*Required action 1*.
Answer these questions from the Courtney Mattison biography:
(a) At which university in Australia did her Skidmore College degree include coursework?
(b) In what year was her debut sculptural installation displayed, and in which building's lobby?
(c) Up to how many individual pieces have her wall installations contained?
*Required action 2*. Copy the stretch of the Courtney Mattison biography from "Courtney Mattison (born" through "lobbies around the world.".

- Born: 1985 (age 40–41)
- Education: Skidmore College, Brown University
- Notable work: Our Changing Seas III, Revolve, Confluence (Our Changing Seas V)
- Website: courtneymattison.com

= Courtney Mattison =

American artist

Courtney Mattison (born in 1985) is an American artist involved in marine biology and ceramics. She hand-crafts sculptural installations inspired by coral reefs and climate change, that are exhibited in art museums and building lobbies around the world.

==Education==

She is an artist who is known for her sculptures all around the world. She received a Bachelor of Arts degree in marine ecology and ceramic sculpture from Skidmore College in New York that included coursework at James Cook University in Australia. After graduating in 2008, she spent a year as a fellow at the Harvard Ceramics Program before earning a Master of Arts in environmental studies at Brown University, where she completed half of her coursework at the Rhode Island School of Design.

==Work==
Mattison creates complex installations composed of many ceramic pieces sculpted to look like coral and other marine organisms. She builds hollow ceramic forms and manipulates their surfaces using simple tools such as paintbrushes and chopsticks to create textures that mimic the porous cavities of coral colonies. Pieces are bisque fired, glazed and fired again before being fitted with hardware. Her wall installations have been composed of as many as 2,000 individual pieces.

In 2011, Mattison created her debut sculptural installation displayed in the lobby of the U.S. Department of Commerce in Washington, D.C., through the National Oceanic and Atmospheric Administration. In 2014, she created Our Changing Seas III, a wall relief of massive, intricately hand-detailed ceramic sculptures to represent coral reefs in the midst of being bleached. In 2021, Mattison introduced the works Revolve and Our Changing Seas VII, featuring combinations of vibrant forms of healthy reef creatures with others sculpted in white porcelain to convey the effects of the climate crisis, including bleaching.

One of her installations, called Confluence (Our Changing Seas V), was a project commissioned by the U.S. Department of State through their Art in Embassies office and is permanently installed in the U.S. Embassy in Jakarta, Indonesia in 2021. It was known to be Mattison's largest work to that point. Her works are also permanently installed in The Seabird Resort in Oceanside, California, the Nova Southeastern University Oceanographic Center in Dania Beach, Florida, and the Coral Triangle Center in Bali, Indonesia.

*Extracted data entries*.
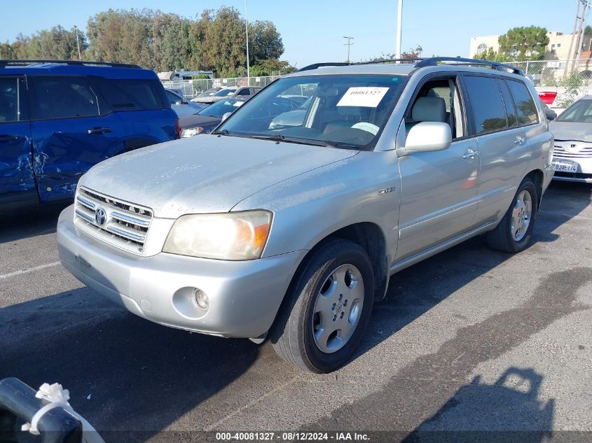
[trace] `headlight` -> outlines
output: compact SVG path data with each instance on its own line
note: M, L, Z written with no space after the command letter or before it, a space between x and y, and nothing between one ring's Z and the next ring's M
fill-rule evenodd
M220 260L253 260L263 251L271 228L268 211L181 216L163 252Z
M193 137L194 135L198 135L198 134L201 134L202 132L203 132L203 128L201 127L189 127L186 129L183 129L181 132L181 138L185 139L187 137Z

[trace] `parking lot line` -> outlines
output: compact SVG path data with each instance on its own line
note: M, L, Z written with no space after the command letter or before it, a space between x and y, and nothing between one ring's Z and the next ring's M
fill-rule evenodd
M29 267L26 269L21 269L20 271L15 271L14 272L8 272L8 274L3 274L0 275L0 280L4 280L5 279L10 279L11 277L14 277L18 275L22 275L23 274L29 274L29 272L34 272L34 271L39 271L39 269L44 269L48 267L53 267L54 266L57 266L60 265L60 262L52 262L51 263L46 263L45 265L39 265L39 266L34 266L33 267Z

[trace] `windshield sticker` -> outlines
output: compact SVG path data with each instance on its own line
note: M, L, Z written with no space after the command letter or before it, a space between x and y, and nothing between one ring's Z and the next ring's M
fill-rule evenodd
M376 108L389 90L388 87L362 86L350 87L339 100L338 106Z

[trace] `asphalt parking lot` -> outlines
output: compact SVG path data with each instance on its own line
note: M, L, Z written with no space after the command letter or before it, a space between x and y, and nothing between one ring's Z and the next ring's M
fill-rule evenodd
M354 358L322 376L284 364L269 343L128 314L60 265L60 208L5 214L0 379L61 383L97 430L121 431L111 441L194 430L399 432L393 440L592 430L591 200L592 185L553 183L522 253L479 237L397 274Z

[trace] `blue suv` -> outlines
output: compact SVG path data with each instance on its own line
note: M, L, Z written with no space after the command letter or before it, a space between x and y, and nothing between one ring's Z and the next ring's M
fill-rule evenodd
M0 60L0 209L71 199L92 165L179 131L152 71Z

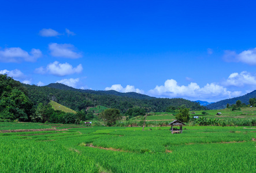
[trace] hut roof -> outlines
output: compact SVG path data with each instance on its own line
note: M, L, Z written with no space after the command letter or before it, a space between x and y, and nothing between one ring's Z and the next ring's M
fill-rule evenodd
M170 123L168 124L168 125L185 125L184 123L183 123L182 122L181 122L179 120L175 120L173 121L172 122L171 122Z

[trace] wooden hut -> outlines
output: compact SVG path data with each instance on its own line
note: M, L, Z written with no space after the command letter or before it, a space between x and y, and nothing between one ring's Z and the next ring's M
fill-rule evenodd
M85 122L84 123L86 124L86 126L91 126L91 122Z
M182 125L185 125L184 123L179 120L175 120L170 123L168 124L168 125L170 125L172 134L173 133L182 133ZM176 129L175 127L173 128L173 126L179 126L180 129Z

*Written reply 1*.
(a) James Cook University
(b) 2011, in the lobby of the U.S. Department of Commerce in Washington, D.C.
(c) As many as 2,000

*Written reply 2*.
Courtney Mattison (born in 1985) is an American artist involved in marine biology and ceramics. She hand-crafts sculptural installations inspired by coral reefs and climate change, that are exhibited in art museums and building lobbies around the world.